EXERCISE DESCRIPTION:
Count the lines in the data below that contain the string "hillside", where case counts. Give only the number.

INFORMATION SHOWN:
■ ■ ■ ■

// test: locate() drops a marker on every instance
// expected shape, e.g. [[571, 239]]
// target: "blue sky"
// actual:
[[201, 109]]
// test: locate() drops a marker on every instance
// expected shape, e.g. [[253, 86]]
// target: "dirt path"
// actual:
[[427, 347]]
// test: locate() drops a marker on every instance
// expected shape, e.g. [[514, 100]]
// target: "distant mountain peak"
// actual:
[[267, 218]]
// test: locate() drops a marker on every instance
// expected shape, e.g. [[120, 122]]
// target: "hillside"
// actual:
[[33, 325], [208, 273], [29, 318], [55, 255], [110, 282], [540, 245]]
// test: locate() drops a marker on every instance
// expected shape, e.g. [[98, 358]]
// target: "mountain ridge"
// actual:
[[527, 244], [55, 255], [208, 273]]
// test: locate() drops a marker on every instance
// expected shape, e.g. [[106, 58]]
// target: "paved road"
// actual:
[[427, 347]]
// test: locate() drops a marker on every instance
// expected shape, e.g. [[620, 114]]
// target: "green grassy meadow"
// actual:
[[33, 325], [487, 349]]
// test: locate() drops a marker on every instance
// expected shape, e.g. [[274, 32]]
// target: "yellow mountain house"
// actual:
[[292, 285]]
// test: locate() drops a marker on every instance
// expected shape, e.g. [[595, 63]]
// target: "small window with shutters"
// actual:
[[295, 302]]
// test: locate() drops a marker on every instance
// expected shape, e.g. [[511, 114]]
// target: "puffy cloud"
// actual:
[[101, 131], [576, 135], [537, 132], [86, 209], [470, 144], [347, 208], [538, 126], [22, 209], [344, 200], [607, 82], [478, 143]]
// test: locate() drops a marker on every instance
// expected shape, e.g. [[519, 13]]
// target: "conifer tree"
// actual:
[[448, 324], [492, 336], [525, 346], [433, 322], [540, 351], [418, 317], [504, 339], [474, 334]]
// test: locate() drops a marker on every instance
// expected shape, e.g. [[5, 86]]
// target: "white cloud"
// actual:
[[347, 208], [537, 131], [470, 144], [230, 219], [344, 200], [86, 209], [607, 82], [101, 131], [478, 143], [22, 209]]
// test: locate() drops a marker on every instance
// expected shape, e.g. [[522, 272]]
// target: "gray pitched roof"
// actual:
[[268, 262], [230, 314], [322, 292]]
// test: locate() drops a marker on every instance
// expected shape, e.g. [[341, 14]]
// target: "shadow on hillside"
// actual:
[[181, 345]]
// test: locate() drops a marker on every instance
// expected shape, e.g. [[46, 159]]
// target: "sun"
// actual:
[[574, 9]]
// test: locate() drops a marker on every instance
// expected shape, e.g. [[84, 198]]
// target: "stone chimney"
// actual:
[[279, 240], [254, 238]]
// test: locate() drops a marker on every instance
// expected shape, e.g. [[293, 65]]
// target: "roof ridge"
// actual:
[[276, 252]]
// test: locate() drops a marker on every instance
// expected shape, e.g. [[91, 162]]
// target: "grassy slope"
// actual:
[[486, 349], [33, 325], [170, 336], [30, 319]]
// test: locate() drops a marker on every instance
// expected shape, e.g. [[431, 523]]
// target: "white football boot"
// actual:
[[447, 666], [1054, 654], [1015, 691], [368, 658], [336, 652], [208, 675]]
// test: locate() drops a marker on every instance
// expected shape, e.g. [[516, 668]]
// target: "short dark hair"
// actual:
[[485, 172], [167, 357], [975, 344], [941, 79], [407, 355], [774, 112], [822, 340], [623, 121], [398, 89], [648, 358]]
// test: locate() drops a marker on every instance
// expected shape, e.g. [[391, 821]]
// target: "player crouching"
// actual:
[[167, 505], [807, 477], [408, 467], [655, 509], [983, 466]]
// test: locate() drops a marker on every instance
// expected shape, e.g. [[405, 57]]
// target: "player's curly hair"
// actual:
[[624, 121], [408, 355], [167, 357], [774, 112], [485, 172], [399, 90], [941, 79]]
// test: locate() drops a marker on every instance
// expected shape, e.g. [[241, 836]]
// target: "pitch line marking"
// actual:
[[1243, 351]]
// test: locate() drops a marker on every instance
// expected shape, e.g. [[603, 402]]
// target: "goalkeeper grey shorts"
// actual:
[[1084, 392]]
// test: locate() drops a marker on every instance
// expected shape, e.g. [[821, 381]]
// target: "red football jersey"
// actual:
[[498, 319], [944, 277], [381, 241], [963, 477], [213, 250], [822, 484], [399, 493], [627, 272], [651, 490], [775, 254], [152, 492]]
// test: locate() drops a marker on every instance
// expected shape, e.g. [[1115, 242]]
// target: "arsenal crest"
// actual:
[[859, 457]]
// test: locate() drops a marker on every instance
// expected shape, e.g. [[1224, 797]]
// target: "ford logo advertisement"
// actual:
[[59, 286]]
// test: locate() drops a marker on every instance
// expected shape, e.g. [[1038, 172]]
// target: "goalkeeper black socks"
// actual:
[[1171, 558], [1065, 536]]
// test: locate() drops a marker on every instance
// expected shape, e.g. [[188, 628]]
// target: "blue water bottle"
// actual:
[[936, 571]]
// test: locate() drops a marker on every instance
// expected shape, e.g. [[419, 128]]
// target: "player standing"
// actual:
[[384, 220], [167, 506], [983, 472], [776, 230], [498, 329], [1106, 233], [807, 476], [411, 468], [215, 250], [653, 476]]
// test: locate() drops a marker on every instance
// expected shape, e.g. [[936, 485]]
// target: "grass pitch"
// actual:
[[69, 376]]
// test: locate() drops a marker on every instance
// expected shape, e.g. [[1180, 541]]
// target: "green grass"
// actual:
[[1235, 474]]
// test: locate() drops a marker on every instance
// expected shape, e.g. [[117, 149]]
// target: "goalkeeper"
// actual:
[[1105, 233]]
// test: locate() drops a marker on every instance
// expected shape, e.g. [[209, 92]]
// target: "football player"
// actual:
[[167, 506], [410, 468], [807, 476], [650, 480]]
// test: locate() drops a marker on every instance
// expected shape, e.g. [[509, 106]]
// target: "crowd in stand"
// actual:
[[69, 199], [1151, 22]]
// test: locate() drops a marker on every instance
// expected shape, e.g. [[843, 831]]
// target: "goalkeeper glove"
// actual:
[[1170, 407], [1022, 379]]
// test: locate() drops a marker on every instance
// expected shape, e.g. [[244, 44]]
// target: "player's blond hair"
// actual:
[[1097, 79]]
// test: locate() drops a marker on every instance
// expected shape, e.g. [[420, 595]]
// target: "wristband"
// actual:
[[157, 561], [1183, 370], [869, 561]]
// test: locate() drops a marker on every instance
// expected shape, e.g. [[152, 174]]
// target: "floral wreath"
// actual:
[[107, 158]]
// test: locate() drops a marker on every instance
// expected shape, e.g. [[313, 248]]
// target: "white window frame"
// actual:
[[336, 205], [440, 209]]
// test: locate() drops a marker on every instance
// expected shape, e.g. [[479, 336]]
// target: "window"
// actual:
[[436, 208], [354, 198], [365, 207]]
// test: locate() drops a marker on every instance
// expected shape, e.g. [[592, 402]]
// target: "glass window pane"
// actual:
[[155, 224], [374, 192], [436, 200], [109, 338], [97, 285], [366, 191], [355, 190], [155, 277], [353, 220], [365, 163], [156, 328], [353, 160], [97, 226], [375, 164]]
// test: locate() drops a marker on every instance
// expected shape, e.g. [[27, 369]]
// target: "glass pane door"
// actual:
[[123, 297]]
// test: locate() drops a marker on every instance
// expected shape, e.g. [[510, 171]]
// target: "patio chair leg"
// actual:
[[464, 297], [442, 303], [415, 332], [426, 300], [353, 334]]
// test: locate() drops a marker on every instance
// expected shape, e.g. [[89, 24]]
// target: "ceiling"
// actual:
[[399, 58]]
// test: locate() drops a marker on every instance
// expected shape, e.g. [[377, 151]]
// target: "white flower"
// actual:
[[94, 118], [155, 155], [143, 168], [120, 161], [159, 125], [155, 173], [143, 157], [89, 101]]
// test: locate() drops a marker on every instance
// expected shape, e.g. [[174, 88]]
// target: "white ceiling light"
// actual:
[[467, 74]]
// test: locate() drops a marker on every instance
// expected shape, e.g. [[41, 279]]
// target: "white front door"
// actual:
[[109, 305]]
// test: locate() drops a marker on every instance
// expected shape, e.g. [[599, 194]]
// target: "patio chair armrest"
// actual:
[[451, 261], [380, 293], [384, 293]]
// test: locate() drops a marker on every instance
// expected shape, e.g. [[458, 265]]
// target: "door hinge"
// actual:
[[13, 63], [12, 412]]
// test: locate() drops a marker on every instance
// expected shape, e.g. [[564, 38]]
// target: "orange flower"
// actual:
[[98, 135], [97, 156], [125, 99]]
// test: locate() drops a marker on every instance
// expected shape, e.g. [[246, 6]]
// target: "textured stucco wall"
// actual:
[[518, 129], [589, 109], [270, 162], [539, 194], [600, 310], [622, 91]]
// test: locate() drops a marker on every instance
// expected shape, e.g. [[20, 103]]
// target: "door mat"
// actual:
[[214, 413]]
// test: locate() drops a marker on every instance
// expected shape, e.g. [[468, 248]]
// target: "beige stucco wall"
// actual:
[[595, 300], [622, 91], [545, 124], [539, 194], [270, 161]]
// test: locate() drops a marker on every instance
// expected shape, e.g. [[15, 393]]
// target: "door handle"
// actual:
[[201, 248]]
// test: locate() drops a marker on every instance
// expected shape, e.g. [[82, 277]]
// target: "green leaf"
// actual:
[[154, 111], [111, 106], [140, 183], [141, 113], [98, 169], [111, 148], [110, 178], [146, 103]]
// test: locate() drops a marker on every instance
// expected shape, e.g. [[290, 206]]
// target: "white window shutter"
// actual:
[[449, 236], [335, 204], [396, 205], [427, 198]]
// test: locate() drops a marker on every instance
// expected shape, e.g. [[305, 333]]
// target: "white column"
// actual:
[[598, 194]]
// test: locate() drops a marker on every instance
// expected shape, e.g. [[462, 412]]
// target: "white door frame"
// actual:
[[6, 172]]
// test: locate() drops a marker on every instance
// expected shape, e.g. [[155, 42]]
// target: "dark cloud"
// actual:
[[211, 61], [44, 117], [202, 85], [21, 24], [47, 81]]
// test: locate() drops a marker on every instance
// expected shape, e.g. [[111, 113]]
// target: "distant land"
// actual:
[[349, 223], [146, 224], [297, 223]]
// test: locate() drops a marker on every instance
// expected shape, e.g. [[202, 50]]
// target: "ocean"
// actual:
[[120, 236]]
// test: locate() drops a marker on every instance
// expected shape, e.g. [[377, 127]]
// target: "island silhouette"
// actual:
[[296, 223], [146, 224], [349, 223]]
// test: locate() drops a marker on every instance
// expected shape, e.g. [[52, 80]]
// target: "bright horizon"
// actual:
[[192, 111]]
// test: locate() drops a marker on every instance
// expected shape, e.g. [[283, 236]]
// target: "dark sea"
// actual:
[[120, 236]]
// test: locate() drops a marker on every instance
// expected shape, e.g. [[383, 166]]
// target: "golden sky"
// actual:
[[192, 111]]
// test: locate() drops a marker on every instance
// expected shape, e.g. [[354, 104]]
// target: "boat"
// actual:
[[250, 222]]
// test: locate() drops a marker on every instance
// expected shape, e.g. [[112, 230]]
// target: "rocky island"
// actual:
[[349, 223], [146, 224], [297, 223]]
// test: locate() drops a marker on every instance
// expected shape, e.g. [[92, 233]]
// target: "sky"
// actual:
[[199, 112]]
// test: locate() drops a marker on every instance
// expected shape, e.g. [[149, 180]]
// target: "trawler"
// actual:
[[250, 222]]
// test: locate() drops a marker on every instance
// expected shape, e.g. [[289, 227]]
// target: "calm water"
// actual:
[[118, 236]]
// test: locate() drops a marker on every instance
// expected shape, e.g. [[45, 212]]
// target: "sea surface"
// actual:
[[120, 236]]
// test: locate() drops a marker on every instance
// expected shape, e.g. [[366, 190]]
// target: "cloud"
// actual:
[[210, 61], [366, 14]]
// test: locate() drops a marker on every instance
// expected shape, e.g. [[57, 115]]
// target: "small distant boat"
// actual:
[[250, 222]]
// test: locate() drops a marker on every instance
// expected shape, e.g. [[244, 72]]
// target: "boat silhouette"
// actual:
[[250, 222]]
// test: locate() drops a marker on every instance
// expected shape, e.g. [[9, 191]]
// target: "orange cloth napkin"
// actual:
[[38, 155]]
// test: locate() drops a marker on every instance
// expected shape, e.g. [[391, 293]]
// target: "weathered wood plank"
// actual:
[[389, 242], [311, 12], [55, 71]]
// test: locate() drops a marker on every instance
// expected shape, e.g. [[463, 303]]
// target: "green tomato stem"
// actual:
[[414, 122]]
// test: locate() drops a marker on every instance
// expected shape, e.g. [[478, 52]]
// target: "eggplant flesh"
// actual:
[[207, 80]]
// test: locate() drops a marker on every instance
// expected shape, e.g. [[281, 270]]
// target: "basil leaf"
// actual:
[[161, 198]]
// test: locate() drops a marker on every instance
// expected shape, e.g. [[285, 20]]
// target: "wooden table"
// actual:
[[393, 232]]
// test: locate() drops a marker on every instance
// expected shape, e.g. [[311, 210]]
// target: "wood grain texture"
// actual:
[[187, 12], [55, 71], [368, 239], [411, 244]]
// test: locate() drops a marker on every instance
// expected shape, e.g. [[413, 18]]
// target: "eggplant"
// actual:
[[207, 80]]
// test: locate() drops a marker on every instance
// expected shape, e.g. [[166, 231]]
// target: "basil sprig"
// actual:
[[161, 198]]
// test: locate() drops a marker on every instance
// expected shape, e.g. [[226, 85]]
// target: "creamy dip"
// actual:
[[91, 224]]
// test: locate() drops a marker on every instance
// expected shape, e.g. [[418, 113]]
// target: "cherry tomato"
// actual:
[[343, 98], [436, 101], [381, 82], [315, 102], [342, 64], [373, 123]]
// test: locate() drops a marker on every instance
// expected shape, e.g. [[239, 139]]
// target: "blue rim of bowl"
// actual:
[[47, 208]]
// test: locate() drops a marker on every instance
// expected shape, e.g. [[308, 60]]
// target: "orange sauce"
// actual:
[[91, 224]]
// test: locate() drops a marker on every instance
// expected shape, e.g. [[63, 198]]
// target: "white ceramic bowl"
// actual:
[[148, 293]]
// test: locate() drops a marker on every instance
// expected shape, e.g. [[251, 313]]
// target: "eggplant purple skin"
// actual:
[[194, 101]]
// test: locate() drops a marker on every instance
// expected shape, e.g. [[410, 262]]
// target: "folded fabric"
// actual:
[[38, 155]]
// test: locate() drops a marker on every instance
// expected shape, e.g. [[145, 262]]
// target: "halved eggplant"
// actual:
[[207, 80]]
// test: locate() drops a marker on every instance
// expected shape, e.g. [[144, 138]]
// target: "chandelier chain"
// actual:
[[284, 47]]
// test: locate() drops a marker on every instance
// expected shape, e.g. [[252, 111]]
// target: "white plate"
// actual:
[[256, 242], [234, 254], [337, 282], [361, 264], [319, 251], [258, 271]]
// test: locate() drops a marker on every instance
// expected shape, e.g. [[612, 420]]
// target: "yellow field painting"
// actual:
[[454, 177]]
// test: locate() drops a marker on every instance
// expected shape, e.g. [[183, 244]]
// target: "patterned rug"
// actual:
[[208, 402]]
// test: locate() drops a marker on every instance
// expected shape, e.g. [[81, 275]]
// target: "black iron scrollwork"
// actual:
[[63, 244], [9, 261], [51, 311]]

■ ■ ■ ■

ANSWER TO THIS EXERCISE:
2